Source —
#####
The US government has been secretly collecting information on foreigners overseas for nearly six years from the nation’s largest internet companies like Google, Facebook and, most recently, Apple, in search of national security threats, the director of national intelligence confirmed.
The confirmation of the classified program came just hours after government officials acknowledged a separate seven-year effort to sweep up records of telephone calls inside the United States. Together, the unfolding revelations opened a window into the growth of government surveillance that began under the Bush administration after the terrorist attacks of Sept. 11, 2001, and has clearly been embraced and even expanded under the Obama administration.
Government officials defended the two surveillance initiatives as authorized under law, known to Congress and necessary to guard the country against terrorist threats. But an array of civil liberties advocates and libertarian conservatives said the disclosures provided the most detailed confirmation yet of what has been long suspected about what the critics call an alarming and ever-widening surveillance state.
#####
Records —

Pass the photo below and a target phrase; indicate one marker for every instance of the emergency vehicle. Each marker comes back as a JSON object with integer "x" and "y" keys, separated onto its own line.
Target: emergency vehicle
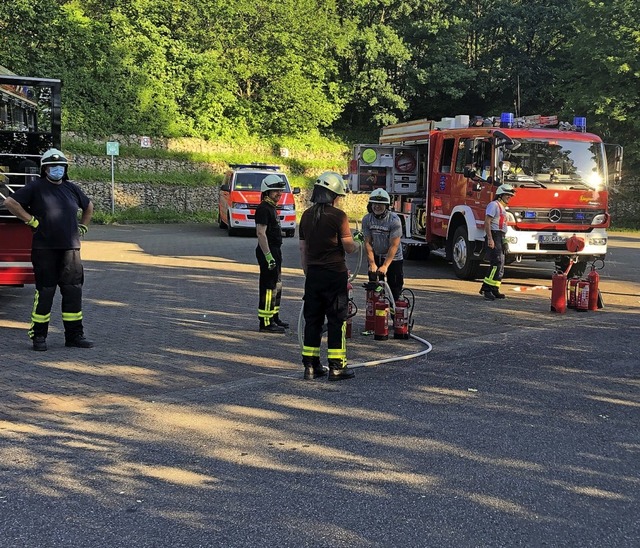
{"x": 441, "y": 176}
{"x": 29, "y": 125}
{"x": 240, "y": 195}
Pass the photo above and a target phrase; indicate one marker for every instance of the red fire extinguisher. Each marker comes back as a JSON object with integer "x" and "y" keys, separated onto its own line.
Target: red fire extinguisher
{"x": 351, "y": 311}
{"x": 374, "y": 293}
{"x": 559, "y": 292}
{"x": 582, "y": 295}
{"x": 594, "y": 280}
{"x": 573, "y": 284}
{"x": 401, "y": 319}
{"x": 381, "y": 329}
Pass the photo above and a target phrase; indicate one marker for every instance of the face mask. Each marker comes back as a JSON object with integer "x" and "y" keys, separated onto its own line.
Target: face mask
{"x": 55, "y": 173}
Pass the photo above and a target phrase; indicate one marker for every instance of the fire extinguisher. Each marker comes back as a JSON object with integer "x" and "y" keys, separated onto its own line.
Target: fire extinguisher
{"x": 573, "y": 285}
{"x": 559, "y": 292}
{"x": 582, "y": 296}
{"x": 381, "y": 329}
{"x": 374, "y": 293}
{"x": 594, "y": 280}
{"x": 401, "y": 319}
{"x": 351, "y": 311}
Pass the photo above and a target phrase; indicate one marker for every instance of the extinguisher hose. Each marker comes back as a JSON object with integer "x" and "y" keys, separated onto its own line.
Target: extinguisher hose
{"x": 428, "y": 345}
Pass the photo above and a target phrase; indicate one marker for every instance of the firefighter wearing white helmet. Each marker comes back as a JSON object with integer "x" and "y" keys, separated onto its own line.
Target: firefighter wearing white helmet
{"x": 382, "y": 231}
{"x": 49, "y": 205}
{"x": 325, "y": 236}
{"x": 269, "y": 255}
{"x": 495, "y": 228}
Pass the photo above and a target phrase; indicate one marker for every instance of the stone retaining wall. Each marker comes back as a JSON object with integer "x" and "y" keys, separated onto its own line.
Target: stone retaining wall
{"x": 624, "y": 204}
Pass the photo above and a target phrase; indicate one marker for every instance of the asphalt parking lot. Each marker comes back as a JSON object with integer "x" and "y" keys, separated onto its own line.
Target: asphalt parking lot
{"x": 184, "y": 426}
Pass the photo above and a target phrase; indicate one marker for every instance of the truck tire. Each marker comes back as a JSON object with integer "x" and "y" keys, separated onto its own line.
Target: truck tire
{"x": 464, "y": 264}
{"x": 230, "y": 231}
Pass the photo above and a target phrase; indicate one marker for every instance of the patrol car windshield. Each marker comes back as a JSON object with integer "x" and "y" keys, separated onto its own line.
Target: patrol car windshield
{"x": 570, "y": 164}
{"x": 253, "y": 181}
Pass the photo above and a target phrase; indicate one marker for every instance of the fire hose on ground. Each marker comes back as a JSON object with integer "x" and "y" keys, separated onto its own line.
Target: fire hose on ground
{"x": 371, "y": 363}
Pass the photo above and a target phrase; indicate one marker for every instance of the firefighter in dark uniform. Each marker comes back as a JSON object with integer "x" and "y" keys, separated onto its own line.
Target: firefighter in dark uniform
{"x": 269, "y": 255}
{"x": 495, "y": 227}
{"x": 49, "y": 205}
{"x": 325, "y": 236}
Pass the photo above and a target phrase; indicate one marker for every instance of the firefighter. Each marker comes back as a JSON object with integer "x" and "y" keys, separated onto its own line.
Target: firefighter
{"x": 382, "y": 231}
{"x": 325, "y": 236}
{"x": 49, "y": 205}
{"x": 495, "y": 227}
{"x": 269, "y": 255}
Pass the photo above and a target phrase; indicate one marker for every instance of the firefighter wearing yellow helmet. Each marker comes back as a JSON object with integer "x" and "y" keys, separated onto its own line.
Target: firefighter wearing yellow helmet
{"x": 325, "y": 236}
{"x": 49, "y": 205}
{"x": 495, "y": 228}
{"x": 269, "y": 255}
{"x": 382, "y": 231}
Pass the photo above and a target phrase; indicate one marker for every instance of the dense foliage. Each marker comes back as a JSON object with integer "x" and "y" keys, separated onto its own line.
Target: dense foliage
{"x": 216, "y": 69}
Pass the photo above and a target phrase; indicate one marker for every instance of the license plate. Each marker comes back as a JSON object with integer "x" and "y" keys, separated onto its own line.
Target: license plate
{"x": 551, "y": 239}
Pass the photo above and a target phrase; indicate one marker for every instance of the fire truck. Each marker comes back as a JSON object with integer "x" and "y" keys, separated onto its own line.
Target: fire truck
{"x": 441, "y": 176}
{"x": 29, "y": 125}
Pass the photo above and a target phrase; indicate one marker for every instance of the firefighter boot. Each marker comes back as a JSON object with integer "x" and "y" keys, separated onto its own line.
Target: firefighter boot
{"x": 338, "y": 371}
{"x": 38, "y": 335}
{"x": 312, "y": 368}
{"x": 270, "y": 327}
{"x": 276, "y": 319}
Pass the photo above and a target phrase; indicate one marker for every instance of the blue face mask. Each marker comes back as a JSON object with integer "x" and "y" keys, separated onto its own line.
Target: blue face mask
{"x": 55, "y": 173}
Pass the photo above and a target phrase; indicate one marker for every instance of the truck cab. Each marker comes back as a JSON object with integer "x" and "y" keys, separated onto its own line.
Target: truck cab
{"x": 240, "y": 195}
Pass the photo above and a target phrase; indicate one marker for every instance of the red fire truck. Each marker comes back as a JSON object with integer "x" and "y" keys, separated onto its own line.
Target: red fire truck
{"x": 441, "y": 176}
{"x": 29, "y": 125}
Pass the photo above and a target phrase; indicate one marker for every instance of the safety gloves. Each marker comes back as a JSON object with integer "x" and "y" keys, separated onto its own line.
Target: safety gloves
{"x": 271, "y": 262}
{"x": 33, "y": 223}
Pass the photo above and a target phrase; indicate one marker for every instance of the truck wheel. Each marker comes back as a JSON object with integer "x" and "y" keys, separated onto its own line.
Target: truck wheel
{"x": 464, "y": 265}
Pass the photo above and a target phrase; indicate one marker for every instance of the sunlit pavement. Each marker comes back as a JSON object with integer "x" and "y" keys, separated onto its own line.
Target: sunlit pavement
{"x": 184, "y": 426}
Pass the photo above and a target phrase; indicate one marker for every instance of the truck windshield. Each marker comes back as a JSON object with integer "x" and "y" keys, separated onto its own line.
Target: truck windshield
{"x": 567, "y": 163}
{"x": 253, "y": 181}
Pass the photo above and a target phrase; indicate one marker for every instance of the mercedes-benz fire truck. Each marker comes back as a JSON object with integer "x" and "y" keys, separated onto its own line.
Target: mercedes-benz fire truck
{"x": 441, "y": 176}
{"x": 29, "y": 125}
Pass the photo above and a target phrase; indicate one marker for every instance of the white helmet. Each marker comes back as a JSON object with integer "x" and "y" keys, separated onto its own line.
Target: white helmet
{"x": 53, "y": 157}
{"x": 379, "y": 196}
{"x": 506, "y": 189}
{"x": 332, "y": 181}
{"x": 272, "y": 182}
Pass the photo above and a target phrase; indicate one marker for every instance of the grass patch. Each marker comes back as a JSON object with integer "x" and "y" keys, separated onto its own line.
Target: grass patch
{"x": 137, "y": 215}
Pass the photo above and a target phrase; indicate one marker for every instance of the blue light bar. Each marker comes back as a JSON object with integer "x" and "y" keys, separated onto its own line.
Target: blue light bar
{"x": 506, "y": 119}
{"x": 580, "y": 122}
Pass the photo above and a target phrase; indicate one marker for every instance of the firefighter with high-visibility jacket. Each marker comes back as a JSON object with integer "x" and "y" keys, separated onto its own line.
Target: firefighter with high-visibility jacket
{"x": 495, "y": 227}
{"x": 325, "y": 236}
{"x": 49, "y": 204}
{"x": 269, "y": 255}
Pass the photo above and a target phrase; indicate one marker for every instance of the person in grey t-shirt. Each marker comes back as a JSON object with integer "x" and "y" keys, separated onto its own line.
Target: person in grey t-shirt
{"x": 382, "y": 231}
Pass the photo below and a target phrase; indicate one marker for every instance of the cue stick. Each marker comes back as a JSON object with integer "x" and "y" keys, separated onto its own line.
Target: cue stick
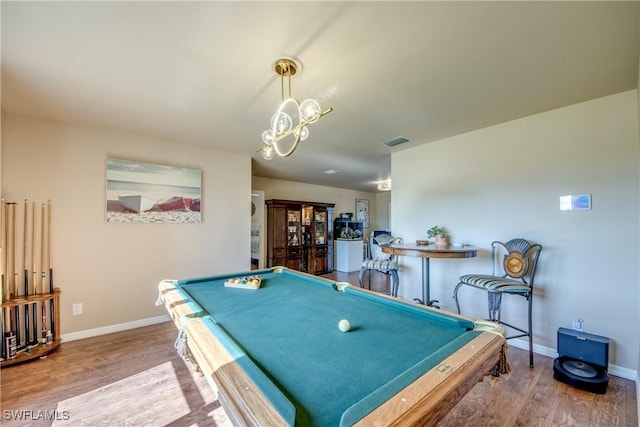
{"x": 34, "y": 318}
{"x": 3, "y": 248}
{"x": 27, "y": 329}
{"x": 51, "y": 306}
{"x": 14, "y": 250}
{"x": 42, "y": 264}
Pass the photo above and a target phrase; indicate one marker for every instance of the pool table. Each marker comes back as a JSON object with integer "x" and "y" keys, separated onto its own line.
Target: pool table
{"x": 277, "y": 356}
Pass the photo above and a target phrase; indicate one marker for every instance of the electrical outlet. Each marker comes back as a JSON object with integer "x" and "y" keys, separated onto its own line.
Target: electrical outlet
{"x": 77, "y": 309}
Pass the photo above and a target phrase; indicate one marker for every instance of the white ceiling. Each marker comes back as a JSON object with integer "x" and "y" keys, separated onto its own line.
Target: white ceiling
{"x": 200, "y": 72}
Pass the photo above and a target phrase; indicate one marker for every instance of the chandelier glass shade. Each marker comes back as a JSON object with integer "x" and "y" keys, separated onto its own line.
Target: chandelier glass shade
{"x": 384, "y": 185}
{"x": 289, "y": 112}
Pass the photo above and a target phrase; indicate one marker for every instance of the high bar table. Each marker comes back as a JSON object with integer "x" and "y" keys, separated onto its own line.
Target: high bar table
{"x": 427, "y": 252}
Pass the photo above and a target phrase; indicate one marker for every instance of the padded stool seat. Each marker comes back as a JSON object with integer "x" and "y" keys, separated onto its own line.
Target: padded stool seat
{"x": 496, "y": 284}
{"x": 519, "y": 261}
{"x": 381, "y": 262}
{"x": 383, "y": 266}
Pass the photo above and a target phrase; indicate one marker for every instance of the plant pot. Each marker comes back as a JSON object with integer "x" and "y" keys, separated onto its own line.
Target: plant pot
{"x": 440, "y": 241}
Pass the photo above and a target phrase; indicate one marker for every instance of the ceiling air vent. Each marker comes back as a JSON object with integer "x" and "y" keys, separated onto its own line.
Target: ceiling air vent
{"x": 395, "y": 141}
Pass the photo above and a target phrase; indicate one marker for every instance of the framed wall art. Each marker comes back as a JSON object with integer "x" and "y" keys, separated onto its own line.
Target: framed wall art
{"x": 362, "y": 212}
{"x": 150, "y": 193}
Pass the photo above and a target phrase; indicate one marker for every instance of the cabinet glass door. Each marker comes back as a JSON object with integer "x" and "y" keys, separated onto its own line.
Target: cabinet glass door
{"x": 320, "y": 227}
{"x": 294, "y": 228}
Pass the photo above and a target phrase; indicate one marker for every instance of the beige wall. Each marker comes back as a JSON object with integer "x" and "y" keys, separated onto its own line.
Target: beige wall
{"x": 114, "y": 269}
{"x": 503, "y": 182}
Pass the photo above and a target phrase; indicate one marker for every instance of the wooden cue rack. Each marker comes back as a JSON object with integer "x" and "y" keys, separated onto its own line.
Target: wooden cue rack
{"x": 30, "y": 304}
{"x": 41, "y": 349}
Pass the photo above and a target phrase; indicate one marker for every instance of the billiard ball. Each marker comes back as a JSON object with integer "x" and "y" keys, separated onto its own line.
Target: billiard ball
{"x": 344, "y": 325}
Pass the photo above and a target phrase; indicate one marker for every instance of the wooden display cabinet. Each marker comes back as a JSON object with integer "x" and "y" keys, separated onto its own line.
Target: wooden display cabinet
{"x": 299, "y": 235}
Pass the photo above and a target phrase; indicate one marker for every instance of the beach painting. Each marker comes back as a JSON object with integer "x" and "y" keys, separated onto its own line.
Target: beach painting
{"x": 149, "y": 193}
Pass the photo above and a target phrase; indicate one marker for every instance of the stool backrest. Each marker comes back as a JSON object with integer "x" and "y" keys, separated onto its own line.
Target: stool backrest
{"x": 517, "y": 259}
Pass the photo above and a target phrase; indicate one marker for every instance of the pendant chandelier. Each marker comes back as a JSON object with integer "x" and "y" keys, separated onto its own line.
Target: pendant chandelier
{"x": 290, "y": 110}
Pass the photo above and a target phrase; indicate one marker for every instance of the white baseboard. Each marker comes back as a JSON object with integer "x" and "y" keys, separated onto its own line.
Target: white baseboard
{"x": 114, "y": 328}
{"x": 618, "y": 371}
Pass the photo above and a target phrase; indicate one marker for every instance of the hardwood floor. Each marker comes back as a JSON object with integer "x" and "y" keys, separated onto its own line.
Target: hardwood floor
{"x": 135, "y": 378}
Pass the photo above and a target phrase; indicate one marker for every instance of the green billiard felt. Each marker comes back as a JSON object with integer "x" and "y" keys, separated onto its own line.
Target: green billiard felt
{"x": 289, "y": 330}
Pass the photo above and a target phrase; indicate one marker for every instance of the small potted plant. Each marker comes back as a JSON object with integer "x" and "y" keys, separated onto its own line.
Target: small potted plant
{"x": 438, "y": 234}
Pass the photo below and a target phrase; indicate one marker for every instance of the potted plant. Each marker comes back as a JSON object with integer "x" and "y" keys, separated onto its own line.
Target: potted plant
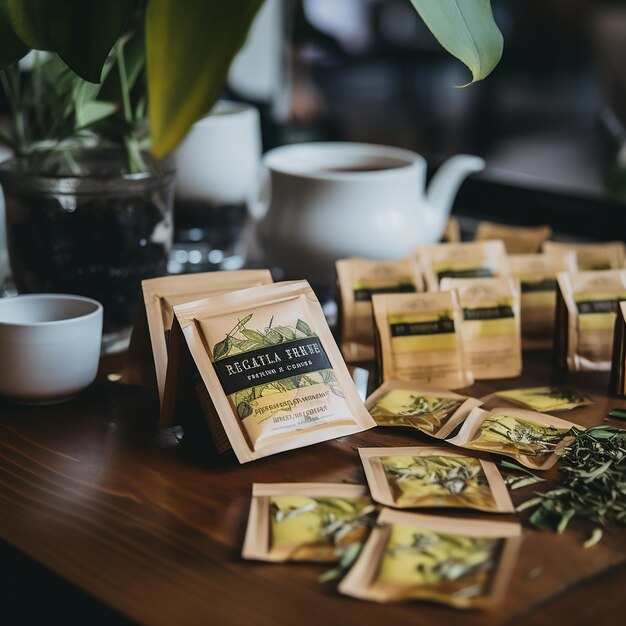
{"x": 187, "y": 46}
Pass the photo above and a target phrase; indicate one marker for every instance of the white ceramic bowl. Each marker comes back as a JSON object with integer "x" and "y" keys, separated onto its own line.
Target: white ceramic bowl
{"x": 49, "y": 346}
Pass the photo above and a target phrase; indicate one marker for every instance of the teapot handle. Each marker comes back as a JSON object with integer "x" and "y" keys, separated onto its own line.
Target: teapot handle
{"x": 260, "y": 204}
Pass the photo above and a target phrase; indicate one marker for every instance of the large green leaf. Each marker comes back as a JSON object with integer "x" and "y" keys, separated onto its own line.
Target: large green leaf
{"x": 12, "y": 48}
{"x": 189, "y": 48}
{"x": 81, "y": 32}
{"x": 467, "y": 30}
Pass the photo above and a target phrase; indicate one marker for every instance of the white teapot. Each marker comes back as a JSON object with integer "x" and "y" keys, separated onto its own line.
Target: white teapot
{"x": 334, "y": 200}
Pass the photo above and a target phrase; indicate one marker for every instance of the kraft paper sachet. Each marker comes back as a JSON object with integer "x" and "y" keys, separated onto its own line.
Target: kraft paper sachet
{"x": 617, "y": 383}
{"x": 435, "y": 412}
{"x": 532, "y": 439}
{"x": 147, "y": 353}
{"x": 516, "y": 239}
{"x": 269, "y": 371}
{"x": 608, "y": 255}
{"x": 464, "y": 563}
{"x": 358, "y": 280}
{"x": 537, "y": 276}
{"x": 474, "y": 259}
{"x": 545, "y": 399}
{"x": 491, "y": 328}
{"x": 306, "y": 521}
{"x": 419, "y": 477}
{"x": 419, "y": 339}
{"x": 586, "y": 307}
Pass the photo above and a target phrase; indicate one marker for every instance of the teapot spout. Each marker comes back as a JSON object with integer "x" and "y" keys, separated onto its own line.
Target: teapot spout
{"x": 444, "y": 186}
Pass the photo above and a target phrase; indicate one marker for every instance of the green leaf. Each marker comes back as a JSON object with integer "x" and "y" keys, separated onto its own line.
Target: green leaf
{"x": 12, "y": 48}
{"x": 221, "y": 349}
{"x": 304, "y": 328}
{"x": 244, "y": 410}
{"x": 81, "y": 32}
{"x": 467, "y": 30}
{"x": 253, "y": 335}
{"x": 189, "y": 48}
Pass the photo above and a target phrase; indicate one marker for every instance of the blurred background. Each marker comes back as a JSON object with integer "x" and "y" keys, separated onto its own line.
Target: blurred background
{"x": 549, "y": 120}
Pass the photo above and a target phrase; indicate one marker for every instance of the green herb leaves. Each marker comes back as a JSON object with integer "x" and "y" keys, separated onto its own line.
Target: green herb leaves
{"x": 593, "y": 485}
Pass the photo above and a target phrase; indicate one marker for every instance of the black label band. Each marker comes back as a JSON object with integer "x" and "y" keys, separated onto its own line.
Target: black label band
{"x": 589, "y": 307}
{"x": 435, "y": 327}
{"x": 488, "y": 313}
{"x": 364, "y": 294}
{"x": 547, "y": 284}
{"x": 270, "y": 364}
{"x": 472, "y": 272}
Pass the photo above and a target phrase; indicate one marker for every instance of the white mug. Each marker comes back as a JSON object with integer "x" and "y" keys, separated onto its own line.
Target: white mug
{"x": 49, "y": 346}
{"x": 219, "y": 159}
{"x": 332, "y": 200}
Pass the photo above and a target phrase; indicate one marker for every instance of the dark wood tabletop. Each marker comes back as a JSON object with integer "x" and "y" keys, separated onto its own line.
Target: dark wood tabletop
{"x": 105, "y": 519}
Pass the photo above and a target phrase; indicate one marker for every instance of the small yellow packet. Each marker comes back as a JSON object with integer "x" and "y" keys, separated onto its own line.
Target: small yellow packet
{"x": 417, "y": 477}
{"x": 532, "y": 439}
{"x": 545, "y": 399}
{"x": 306, "y": 521}
{"x": 435, "y": 412}
{"x": 464, "y": 563}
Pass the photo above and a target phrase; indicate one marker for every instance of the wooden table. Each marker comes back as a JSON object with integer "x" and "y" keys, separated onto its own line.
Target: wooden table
{"x": 105, "y": 520}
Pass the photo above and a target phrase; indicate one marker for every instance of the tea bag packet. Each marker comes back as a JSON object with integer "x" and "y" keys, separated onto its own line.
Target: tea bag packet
{"x": 532, "y": 439}
{"x": 452, "y": 231}
{"x": 516, "y": 239}
{"x": 358, "y": 280}
{"x": 545, "y": 399}
{"x": 435, "y": 412}
{"x": 585, "y": 319}
{"x": 306, "y": 521}
{"x": 491, "y": 327}
{"x": 434, "y": 477}
{"x": 419, "y": 339}
{"x": 147, "y": 352}
{"x": 537, "y": 276}
{"x": 270, "y": 372}
{"x": 464, "y": 563}
{"x": 608, "y": 255}
{"x": 617, "y": 384}
{"x": 461, "y": 260}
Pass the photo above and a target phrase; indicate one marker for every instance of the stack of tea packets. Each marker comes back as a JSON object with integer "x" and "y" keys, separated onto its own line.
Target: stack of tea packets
{"x": 254, "y": 359}
{"x": 457, "y": 312}
{"x": 392, "y": 553}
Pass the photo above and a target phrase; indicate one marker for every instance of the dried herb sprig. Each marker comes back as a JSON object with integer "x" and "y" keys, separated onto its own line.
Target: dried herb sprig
{"x": 593, "y": 485}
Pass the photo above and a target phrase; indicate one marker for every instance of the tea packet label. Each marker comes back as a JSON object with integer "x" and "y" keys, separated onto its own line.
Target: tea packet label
{"x": 586, "y": 309}
{"x": 419, "y": 477}
{"x": 419, "y": 339}
{"x": 545, "y": 399}
{"x": 537, "y": 275}
{"x": 475, "y": 259}
{"x": 269, "y": 370}
{"x": 491, "y": 326}
{"x": 146, "y": 362}
{"x": 608, "y": 255}
{"x": 435, "y": 412}
{"x": 358, "y": 280}
{"x": 617, "y": 384}
{"x": 516, "y": 239}
{"x": 532, "y": 439}
{"x": 306, "y": 521}
{"x": 463, "y": 563}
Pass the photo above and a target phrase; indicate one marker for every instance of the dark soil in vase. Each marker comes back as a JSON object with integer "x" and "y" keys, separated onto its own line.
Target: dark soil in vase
{"x": 97, "y": 247}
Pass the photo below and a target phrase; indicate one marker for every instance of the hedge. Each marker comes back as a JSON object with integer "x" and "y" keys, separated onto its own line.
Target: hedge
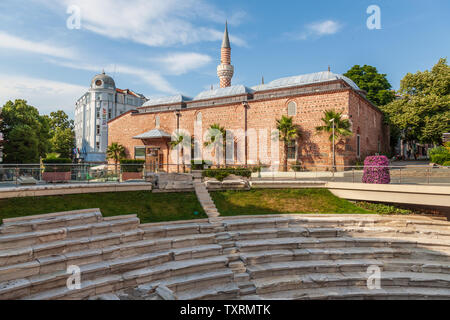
{"x": 51, "y": 164}
{"x": 200, "y": 166}
{"x": 131, "y": 165}
{"x": 376, "y": 170}
{"x": 439, "y": 155}
{"x": 221, "y": 174}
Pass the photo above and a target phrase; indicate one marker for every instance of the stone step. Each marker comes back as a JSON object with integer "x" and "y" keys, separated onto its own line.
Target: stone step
{"x": 310, "y": 266}
{"x": 264, "y": 233}
{"x": 395, "y": 232}
{"x": 222, "y": 292}
{"x": 417, "y": 265}
{"x": 190, "y": 282}
{"x": 339, "y": 242}
{"x": 258, "y": 222}
{"x": 46, "y": 222}
{"x": 27, "y": 239}
{"x": 255, "y": 258}
{"x": 349, "y": 279}
{"x": 347, "y": 265}
{"x": 153, "y": 266}
{"x": 190, "y": 246}
{"x": 340, "y": 293}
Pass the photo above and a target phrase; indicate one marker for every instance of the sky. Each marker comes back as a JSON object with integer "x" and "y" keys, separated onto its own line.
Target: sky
{"x": 166, "y": 47}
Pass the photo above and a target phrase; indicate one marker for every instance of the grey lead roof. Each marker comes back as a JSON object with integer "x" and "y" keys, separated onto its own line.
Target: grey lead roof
{"x": 166, "y": 100}
{"x": 223, "y": 92}
{"x": 304, "y": 79}
{"x": 153, "y": 134}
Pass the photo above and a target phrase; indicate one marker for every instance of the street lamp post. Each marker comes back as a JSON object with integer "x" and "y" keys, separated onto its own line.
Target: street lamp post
{"x": 334, "y": 153}
{"x": 178, "y": 114}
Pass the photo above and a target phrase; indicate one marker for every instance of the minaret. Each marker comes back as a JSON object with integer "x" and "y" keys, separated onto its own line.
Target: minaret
{"x": 225, "y": 70}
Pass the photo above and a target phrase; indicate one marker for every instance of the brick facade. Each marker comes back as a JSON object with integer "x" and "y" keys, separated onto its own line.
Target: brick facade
{"x": 312, "y": 149}
{"x": 257, "y": 110}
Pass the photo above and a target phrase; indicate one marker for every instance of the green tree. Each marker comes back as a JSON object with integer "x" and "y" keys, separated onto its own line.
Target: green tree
{"x": 62, "y": 142}
{"x": 287, "y": 132}
{"x": 62, "y": 134}
{"x": 422, "y": 112}
{"x": 341, "y": 127}
{"x": 115, "y": 152}
{"x": 214, "y": 135}
{"x": 26, "y": 133}
{"x": 375, "y": 84}
{"x": 60, "y": 120}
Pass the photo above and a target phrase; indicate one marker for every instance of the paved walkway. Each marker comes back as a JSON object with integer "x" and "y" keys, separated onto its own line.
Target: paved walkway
{"x": 205, "y": 200}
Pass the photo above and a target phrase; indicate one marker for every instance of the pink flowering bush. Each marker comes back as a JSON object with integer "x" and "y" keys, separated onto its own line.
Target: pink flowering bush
{"x": 376, "y": 170}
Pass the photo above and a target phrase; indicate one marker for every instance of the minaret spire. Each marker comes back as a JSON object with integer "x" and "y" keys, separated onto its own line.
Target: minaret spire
{"x": 225, "y": 70}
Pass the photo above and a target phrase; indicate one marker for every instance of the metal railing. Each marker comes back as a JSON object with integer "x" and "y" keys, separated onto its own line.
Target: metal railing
{"x": 414, "y": 174}
{"x": 14, "y": 174}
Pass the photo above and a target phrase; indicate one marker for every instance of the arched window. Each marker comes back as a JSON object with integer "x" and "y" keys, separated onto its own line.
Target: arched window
{"x": 292, "y": 109}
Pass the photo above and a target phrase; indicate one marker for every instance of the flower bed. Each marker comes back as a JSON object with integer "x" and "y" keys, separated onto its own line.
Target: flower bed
{"x": 221, "y": 174}
{"x": 376, "y": 170}
{"x": 131, "y": 176}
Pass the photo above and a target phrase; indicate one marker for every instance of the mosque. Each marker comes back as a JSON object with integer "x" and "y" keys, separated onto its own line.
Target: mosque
{"x": 146, "y": 131}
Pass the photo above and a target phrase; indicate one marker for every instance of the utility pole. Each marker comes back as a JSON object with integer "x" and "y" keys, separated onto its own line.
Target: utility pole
{"x": 178, "y": 113}
{"x": 334, "y": 153}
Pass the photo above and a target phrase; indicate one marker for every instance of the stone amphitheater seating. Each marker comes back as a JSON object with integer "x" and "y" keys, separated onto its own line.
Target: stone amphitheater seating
{"x": 259, "y": 257}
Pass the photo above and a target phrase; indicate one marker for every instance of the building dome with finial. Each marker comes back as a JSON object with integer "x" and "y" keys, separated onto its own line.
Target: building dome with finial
{"x": 103, "y": 81}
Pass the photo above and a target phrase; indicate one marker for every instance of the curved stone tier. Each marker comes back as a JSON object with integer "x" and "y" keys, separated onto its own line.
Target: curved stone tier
{"x": 258, "y": 257}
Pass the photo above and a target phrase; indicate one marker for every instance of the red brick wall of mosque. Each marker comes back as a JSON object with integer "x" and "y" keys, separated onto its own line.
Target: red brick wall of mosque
{"x": 312, "y": 149}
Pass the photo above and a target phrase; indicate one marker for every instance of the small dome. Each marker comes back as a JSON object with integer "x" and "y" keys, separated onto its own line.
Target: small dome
{"x": 103, "y": 81}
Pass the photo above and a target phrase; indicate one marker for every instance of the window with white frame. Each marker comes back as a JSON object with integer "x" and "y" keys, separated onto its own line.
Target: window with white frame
{"x": 292, "y": 109}
{"x": 292, "y": 150}
{"x": 358, "y": 146}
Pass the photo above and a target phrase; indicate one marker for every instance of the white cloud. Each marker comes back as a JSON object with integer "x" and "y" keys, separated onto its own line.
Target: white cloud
{"x": 181, "y": 63}
{"x": 321, "y": 28}
{"x": 153, "y": 78}
{"x": 8, "y": 41}
{"x": 150, "y": 22}
{"x": 46, "y": 95}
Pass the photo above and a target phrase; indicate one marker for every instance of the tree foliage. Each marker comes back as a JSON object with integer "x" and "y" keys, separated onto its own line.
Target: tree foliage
#####
What you need to do —
(1) According to the surveillance article, which company was the most recent to be added to the overseas collection program?
(2) Summarize the surveillance article in two sentences.
(3) Please continue the surveillance article from its final sentence.

Answers below —
(1) Apple

(2) The director of national intelligence confirmed that for nearly six years the US government has secretly collected information on foreigners overseas from major internet companies such as Google, Facebook and Apple, hours after officials acknowledged a separate seven-year effort to gather records of telephone calls inside the United States. Officials defended both programs as lawful, known to Congress and necessary against terrorist threats, while civil liberties advocates and libertarian conservatives said the disclosures confirmed fears of an ever-widening surveillance state.

(3)
The Internet surveillance program collects data from online providers including email, chat services, videos, photos, stored data, file transfers, video conferencing and logins, according to classified documents obtained and posted by The Washington Post and then The Guardian on Thursday afternoon.
In confirming its existence, officials said that the program, called Prism, is authorized under a foreign intelligence law that was recently renewed by Congress, and maintained that it minimizes the collection and retention of information “incidentally acquired” about Americans and permanent residents. Several of the Internet companies said they did not allow the government open-ended access to their servers but complied with specific lawful requests for information.
“It cannot be used to intentionally target any US citizen, any other US person or anyone located within the United States,” James Clapper, the director of national intelligence, said in a statement, describing the law underlying the program. “Information collected under this program is among the most important and valuable intelligence information we collect, and is used to protect our nation from a wide variety of threats.”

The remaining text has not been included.